## [Consigne]
Recopiez mot pour mot le passage de la prédication sur Luc 15 compris entre « Le fils lui » et « faire la fête. », bornes incluses.

## [Texte du document]
+--

Prédication Luc 15, 11-32

Le fils retrouvé

Luc 15, 11-32

Jésus dit encore : Un homme avait deux fils. 

Le plus jeune dit à son père : « Père, donne-moi la part de fortune qui doit me revenir. » Le père partagea son bien entre eux. 

Peu de jours après, le plus jeune fils convertit en argent tout ce qu’il avait et partit pour un pays lointain où il dilapida sa fortune en vivant dans la débauche. 

Lorsqu’il eut tout dépensé, une grande famine survint dans ce pays, et il commença à manquer de tout. 

Il se mit au service d’un des citoyens de ce pays, qui l’envoya dans ses champs pour y faire paître les cochons. 

Il aurait bien désiré se rassasier des caroubes que mangeaient les cochons, mais personne ne lui en donnait. 

Rentré en lui-même, il se dit : « Combien d’employés, chez mon père, ont du pain de reste, alors que moi, ici, je meurs de faim ? 

Je vais partir, j’irai chez mon père et je lui dirai : “Père, j’ai péché contre le ciel et envers toi ; 

je ne suis plus digne d’être appelé ton fils ; traite-moi comme l’un de tes employés.”  » 

Il partit pour rentrer chez son père. Comme il était encore loin, son père le vit et fut ému ; il courut se jeter à son cou et l’embrassa.

Le fils lui dit : « Père, j’ai péché contre le ciel et envers toi, je ne suis plus digne d’être appelé ton fils. » 

Mais le père dit à ses esclaves : « Apportez vite la plus belle robe et mettez-la-lui ; mettez-lui une bague au doigt et des sandales aux pieds. 

Amenez le veau engraissé et abattez-le. Mangeons, faisons la fête, 

car mon fils que voici était mort, et il a repris vie ; il était perdu, et il a été retrouvé ! » Et ils commencèrent à faire la fête.

Or le fils aîné était aux champs. Lorsqu’il revint et s’approcha de la maison, il entendit de la musique et des danses. 

Il appela un des serviteurs pour lui demander ce qui se passait. 

Ce dernier lui dit : « Ton frère est de retour, et parce qu’il lui a été rendu en bonne santé, ton père a abattu le veau engraissé. » 

Mais il se mit en colère ; il ne voulait pas entrer. Son père sortit le supplier. 

Alors il répondit à son père : « Il y a tant d’années que je travaille pour toi comme un esclave, jamais je n’ai désobéi à tes commandements, et jamais tu ne m’as donné un chevreau pour que je fasse la fête avec mes amis ! 

Mais quand ton fils que voici est arrivé, lui qui a dévoré ton bien avec des prostituées, pour lui tu as abattu le veau engraissé ! » 

Le père lui dit : « Toi, mon enfant, tu es toujours avec moi, et tout ce qui est à moi est à toi ; 

mais il fallait bien faire la fête et se réjouir, car ton frère que voici était mort, et il a repris vie ; il était perdu, et il a été retrouvé ! »

Débauche

Le fils prodigue

Dans la vie, il y a ce qu’on voit, et il y a ce qu’on ne voit pas.

+--

## [Données enregistrées]
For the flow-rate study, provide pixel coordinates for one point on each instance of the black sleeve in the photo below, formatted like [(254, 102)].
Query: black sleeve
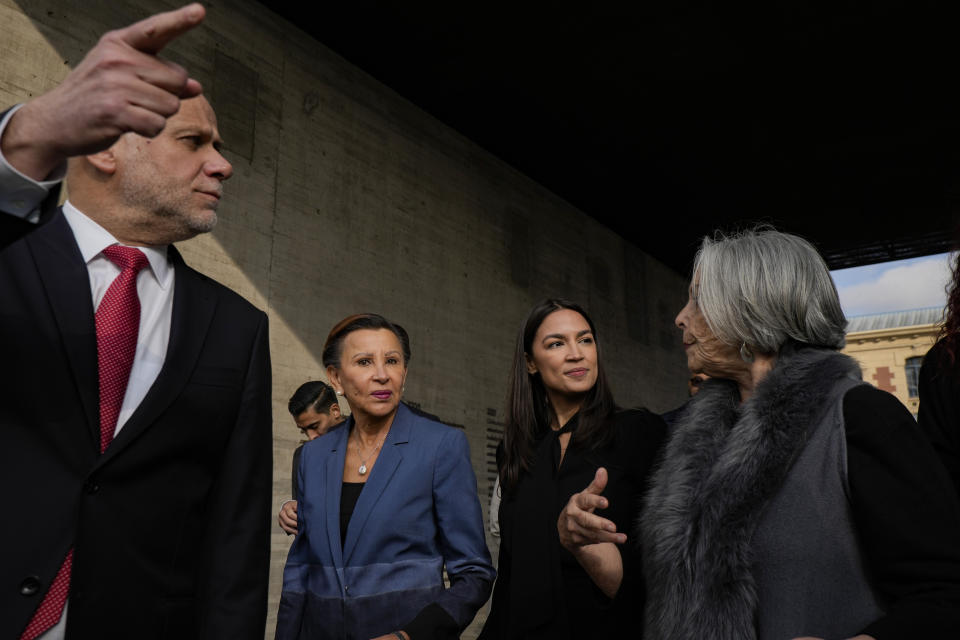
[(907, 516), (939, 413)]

+--

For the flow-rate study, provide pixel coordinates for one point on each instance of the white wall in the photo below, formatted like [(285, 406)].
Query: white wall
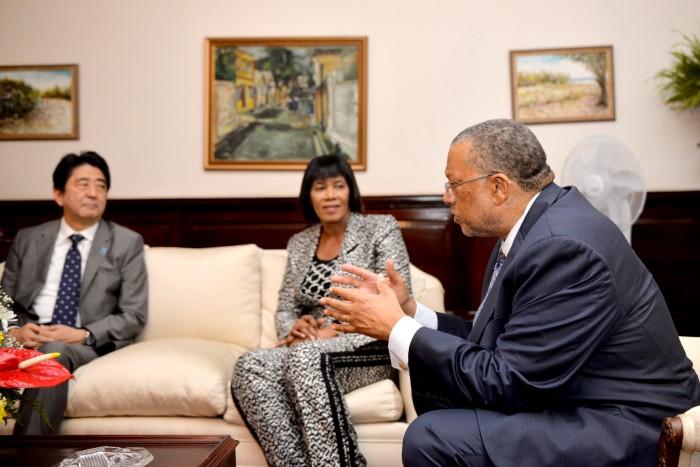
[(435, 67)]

+--

## [Réponse]
Le fils lui dit : « Père, j’ai péché contre le ciel et envers toi, je ne suis plus digne d’être appelé ton fils. » 

Mais le père dit à ses esclaves : « Apportez vite la plus belle robe et mettez-la-lui ; mettez-lui une bague au doigt et des sandales aux pieds. 

Amenez le veau engraissé et abattez-le. Mangeons, faisons la fête, 

car mon fils que voici était mort, et il a repris vie ; il était perdu, et il a été retrouvé ! » Et ils commencèrent à faire la fête.